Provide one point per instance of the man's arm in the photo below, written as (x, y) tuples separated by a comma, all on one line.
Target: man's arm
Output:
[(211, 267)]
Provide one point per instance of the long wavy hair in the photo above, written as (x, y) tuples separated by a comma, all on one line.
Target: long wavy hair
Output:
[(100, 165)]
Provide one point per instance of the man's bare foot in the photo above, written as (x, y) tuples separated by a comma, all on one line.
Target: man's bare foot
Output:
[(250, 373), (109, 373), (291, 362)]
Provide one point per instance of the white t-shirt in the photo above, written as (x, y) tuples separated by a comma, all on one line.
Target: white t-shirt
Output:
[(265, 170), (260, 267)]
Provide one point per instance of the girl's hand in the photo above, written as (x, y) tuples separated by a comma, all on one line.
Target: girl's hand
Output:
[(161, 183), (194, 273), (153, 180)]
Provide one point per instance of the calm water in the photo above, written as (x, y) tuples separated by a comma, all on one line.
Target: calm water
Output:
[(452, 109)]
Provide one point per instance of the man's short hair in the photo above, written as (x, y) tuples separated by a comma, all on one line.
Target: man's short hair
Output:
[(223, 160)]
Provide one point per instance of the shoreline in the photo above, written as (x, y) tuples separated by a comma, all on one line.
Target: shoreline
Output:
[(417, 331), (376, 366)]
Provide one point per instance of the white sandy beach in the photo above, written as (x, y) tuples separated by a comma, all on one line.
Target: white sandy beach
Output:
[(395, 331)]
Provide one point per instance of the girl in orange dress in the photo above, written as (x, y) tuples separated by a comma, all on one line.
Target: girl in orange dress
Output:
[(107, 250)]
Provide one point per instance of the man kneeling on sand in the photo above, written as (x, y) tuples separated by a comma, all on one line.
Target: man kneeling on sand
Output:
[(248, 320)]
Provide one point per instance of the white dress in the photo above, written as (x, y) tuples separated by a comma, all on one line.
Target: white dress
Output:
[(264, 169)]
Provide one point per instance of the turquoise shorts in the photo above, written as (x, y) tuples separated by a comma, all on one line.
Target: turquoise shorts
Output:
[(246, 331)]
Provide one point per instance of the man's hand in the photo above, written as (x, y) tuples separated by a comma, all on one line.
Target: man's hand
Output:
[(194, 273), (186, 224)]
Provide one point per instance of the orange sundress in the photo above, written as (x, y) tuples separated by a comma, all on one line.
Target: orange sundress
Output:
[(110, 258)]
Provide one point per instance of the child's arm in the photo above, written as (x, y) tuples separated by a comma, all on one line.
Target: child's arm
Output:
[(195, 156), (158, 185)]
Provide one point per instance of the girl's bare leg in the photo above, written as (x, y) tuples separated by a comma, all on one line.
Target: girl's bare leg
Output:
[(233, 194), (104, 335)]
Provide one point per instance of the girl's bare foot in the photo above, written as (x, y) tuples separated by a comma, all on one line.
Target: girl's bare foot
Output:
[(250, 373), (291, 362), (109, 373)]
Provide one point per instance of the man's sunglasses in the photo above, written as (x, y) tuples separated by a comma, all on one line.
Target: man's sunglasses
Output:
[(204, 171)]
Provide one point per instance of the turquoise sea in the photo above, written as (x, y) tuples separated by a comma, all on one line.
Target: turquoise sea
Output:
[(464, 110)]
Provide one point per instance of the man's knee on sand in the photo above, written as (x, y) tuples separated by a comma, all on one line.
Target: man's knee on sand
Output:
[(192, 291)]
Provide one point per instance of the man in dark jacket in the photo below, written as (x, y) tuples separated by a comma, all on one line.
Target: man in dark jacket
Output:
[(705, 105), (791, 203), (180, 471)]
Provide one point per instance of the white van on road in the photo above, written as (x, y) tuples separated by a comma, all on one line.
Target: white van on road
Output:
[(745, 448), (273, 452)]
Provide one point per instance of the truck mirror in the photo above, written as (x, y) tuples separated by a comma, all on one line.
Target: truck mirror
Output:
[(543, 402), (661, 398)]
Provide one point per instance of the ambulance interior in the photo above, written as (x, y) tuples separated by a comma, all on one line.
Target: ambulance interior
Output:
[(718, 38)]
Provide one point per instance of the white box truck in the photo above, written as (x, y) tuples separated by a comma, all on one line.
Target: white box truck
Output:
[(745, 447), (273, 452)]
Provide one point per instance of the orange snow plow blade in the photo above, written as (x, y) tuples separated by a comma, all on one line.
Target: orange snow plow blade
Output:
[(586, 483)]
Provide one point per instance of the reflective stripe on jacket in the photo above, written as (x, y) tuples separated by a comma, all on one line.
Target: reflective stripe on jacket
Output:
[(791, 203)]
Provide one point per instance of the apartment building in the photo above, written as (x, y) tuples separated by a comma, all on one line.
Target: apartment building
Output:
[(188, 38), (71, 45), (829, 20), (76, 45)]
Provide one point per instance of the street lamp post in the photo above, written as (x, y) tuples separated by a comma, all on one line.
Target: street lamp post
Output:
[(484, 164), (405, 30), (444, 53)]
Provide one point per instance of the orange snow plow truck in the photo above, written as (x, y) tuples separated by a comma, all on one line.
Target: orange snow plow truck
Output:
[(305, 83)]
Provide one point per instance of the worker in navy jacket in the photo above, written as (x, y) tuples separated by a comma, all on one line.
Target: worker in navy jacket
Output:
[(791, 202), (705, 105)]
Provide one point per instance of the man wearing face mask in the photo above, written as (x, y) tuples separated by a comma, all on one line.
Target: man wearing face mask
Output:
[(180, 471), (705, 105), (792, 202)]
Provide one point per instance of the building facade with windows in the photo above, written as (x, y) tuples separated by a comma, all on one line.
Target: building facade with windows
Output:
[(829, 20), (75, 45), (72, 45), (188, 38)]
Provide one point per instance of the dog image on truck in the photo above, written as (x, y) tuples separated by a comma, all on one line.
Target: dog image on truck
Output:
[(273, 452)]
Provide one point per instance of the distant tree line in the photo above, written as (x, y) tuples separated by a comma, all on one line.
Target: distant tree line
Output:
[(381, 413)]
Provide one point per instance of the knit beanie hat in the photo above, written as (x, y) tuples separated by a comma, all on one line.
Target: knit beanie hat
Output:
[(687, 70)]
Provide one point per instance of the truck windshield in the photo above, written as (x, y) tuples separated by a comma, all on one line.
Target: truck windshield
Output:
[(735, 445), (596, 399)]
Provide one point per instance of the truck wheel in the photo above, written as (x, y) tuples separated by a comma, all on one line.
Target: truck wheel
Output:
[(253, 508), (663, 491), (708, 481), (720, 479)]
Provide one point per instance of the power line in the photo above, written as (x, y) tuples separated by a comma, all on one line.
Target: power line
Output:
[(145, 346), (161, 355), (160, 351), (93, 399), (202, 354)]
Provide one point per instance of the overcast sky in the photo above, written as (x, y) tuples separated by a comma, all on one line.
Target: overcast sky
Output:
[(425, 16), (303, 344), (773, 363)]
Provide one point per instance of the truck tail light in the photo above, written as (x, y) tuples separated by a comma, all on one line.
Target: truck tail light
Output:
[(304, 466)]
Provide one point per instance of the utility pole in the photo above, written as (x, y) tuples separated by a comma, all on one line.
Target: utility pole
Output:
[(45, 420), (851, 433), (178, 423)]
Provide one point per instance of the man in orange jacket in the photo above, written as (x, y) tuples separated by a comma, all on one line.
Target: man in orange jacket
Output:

◆ YOUR GOAL ◆
Every line of the data above should be output exactly as written.

◆ RESULT FOR THIS TASK ◆
Provide one point per instance of the man's arm in the photo below, written as (x, y) tuples separated by a comma, all on one line.
Target: man's arm
Output:
[(211, 267)]
Provide one point per instance of the long wavy hair in the photo above, written as (x, y) tuples separated by a comma, all on one line.
Target: long wavy hair
Output:
[(100, 165)]
Provide one point per instance of the man's bare foot in the photo above, written as (x, y) tuples separated by a comma, all on one line.
Target: man's bare foot
Output:
[(250, 373), (109, 373), (291, 362)]
Provide one point per instance of the white t-shirt in the photo above, written as (x, y) tuples separated by a comma, all on one line.
Target: white t-shirt
Output:
[(265, 170), (260, 267)]
Provide one point per instance of the girl's hand in the photo above, written as (x, y) tuples separated by a comma, all on one line.
Target: girl's hand
Output:
[(161, 183), (194, 273), (153, 180)]
Provide one point per instance of the calm water in the photo above, written as (x, y) tuples separated by a comma, all on one line.
Target: calm water
Output:
[(452, 109)]
Provide one point per instance of the man's short hair in the photo above, written as (x, y) tuples separated by a comma, all on one line.
Target: man's short hair
Output:
[(223, 160)]
Provide one point per instance of the shoreline in the photo above, written as (x, y) tuples separated by a comma, all on one line.
Target: shoreline
Output:
[(417, 331), (376, 366)]
Provide one point per instance of the white sandy beach in the photo above, written as (x, y) tuples separated by a comma, all on one line.
Target: white sandy beach
Output:
[(395, 331)]
Provide one point per instance of the girl in orange dress in the photo above, written as (x, y) tuples separated by a comma, all on one line.
Target: girl in orange dress
Output:
[(107, 250)]
Provide one point per instance of the man kneeling on sand in the photo above, written as (x, y) tuples separated by a comma, all on one line.
Target: man kneeling on sand
Output:
[(248, 320)]
Provide one point per instance of the white dress in the photo above, written as (x, y) tuples separated by a comma, all on one line.
Target: white dress
Output:
[(264, 169)]
Provide one point per instance of the turquoise shorts in the photo above, written as (x, y) tuples separated by a comma, all on one line.
Target: turquoise shorts
Output:
[(246, 331)]
Provide one point per instance of the man's hand in the photo above, written as (x, y) tuples separated by a comma, all on one line.
Target: man's hand
Output:
[(194, 273), (186, 224)]
Provide one point per instance of the orange sundress in the photo above, written as (x, y) tuples separated by a comma, all on one line.
Target: orange sundress
Output:
[(110, 258)]
Provide one point per instance of the child's arm in the photo above, written as (x, y) tuples separated by a comma, all on one line.
Target: child's arm
Output:
[(195, 156), (158, 185)]
Provide one point per instance of the girl's bare leg in the photo above, written as (x, y) tuples separated by a comma, all on one line.
Target: girl's bare leg
Output:
[(233, 194), (104, 335)]
Provide one point per instance of the girl's bare foot in the photo above, written as (x, y) tuples separated by a comma, all on one line.
Target: girl's bare foot
Output:
[(250, 373), (291, 362), (109, 373)]
Provide one point per instance of the man's sunglasses in the photo above, written as (x, y) tuples separated by a comma, all on one line.
Target: man's sunglasses
Output:
[(204, 171)]
Provide one point per instance of the turquoise sea in the photo above, written as (x, y) tuples separated by a comma, all on one line.
Target: turquoise sea
Output:
[(464, 110)]
Provide one point per instance of the man's knee on sand in the photo above, written as (x, y) tuples separated by a comma, all on one line.
Target: man's knee on sand
Output:
[(192, 291)]
Provide one point per instance of the man in dark jacket in the photo below, written as (x, y) tuples separated by a comma, all on one line.
Target: man in dark jacket
Output:
[(705, 105), (791, 203), (180, 471)]
Provide one point per instance of the white van on road in the photo above, written as (x, y) tuples separated by a comma, all on one line.
Target: white van on road
Output:
[(745, 448), (273, 452)]
Provide one point per instance of the truck mirror in the photo above, written as (x, y) tuples separated by a comma, all on one line.
Target: truck mirror
Output:
[(543, 402), (661, 398)]
Provide one point per instance of the ambulance interior in the photo above, written as (x, y) tuples separated by a comma, all on one line.
Target: ambulance interior
Output:
[(718, 38)]
Provide one point per instance of the white box truck in the photo above, written as (x, y) tuples separated by a comma, all on one line.
Target: white box truck
Output:
[(745, 447), (273, 452)]
Provide one point per instance of the orange snow plow blade in the photo above, written as (x, y) tuples separated by a comma, all on one line.
Target: orange snow plow blade
Output:
[(586, 483)]
Provide one point per instance of the reflective stripe on jacket in the photo above, written as (x, y) tuples separated by a comma, all on one line.
Target: reflective stripe on jacket
Output:
[(791, 203)]
Provide one point per instance of the apartment building in the photo above, written as (x, y) tuples separated by a comma, all on one line.
Target: apartment building
Output:
[(188, 38), (71, 45), (829, 20), (76, 45)]
Provide one point per instance of the street lamp post in the photo above, written as (x, y) tuples separated by a comma, all on one line.
Target: street lamp post
Output:
[(484, 164), (405, 30), (444, 53)]
Provide one point per instance of the orange snow plow truck in the photo above, written as (x, y) tuples separated by a comma, all on one line.
Target: orange snow plow truck
Output:
[(305, 83)]
Provide one point per instance of the worker in navy jacket in the photo above, written as (x, y) tuples separated by a comma, all on one line.
Target: worker in navy jacket
Output:
[(791, 202), (705, 105)]
Provide one point per instance of the man wearing face mask in the photo above, written as (x, y) tuples separated by a comma, all on one line.
Target: man wearing face mask
Output:
[(180, 471), (705, 105), (792, 202)]
Provide one point per instance of the building facade with windows in the photo above, written as (x, y) tuples separated by a comma, all on one line.
Target: building facade with windows
Output:
[(829, 20), (75, 45), (72, 45), (188, 38)]
Provide one point per instance of the dog image on truck in the photo above, written as (x, y) tuples separated by a comma, all on one line.
Target: dog image on truck
Output:
[(273, 452)]
Provide one point per instance of the distant tree line in the photo above, written as (x, y) tuples separated by a comma, all on one line.
Target: distant tree line
Output:
[(381, 413)]
Provide one point per instance of the knit beanie hat in the photo above, written as (x, y) tuples separated by a comma, all on one line.
Target: knit beanie hat
Output:
[(687, 70)]
Provide one point per instance of the truck windshield in the photo above, written as (x, y) tuples separated by a comma, all on one line.
Target: truck windshield
Output:
[(735, 445), (596, 399)]
Provide one point per instance of the truck wheel in the photo above, written as (x, y) tuples separated by a comma, all on one line.
Target: truck wheel
Output:
[(253, 508), (663, 491), (708, 481), (720, 479)]
Provide one point per instance of the power line in the photo above, written as (x, y) tuples separated by a comma, all on one line.
Target: power line
Output:
[(145, 346), (161, 355), (160, 351), (93, 399), (202, 354)]
Provide one point per instance of the overcast sky in the photo above, written as (x, y) tuples separated by a comma, all on one line.
Target: overcast sky
Output:
[(425, 16), (303, 344), (773, 363)]
Provide one point per instance of the truck tail light in the photo above, written as (x, y) tuples separated by a comma, all on one line.
Target: truck tail light
Output:
[(304, 466)]
Provide one point per instance of the utility pole in the photo above, written as (x, y) tuples separated by a comma, all on one line.
Target: utility pole
Output:
[(45, 420), (851, 433), (178, 423)]
Provide one point per instance of the man in orange jacket in the photo above, written as (x, y) tuples separated by a comma, all on one line.
Target: man in orange jacket
Output:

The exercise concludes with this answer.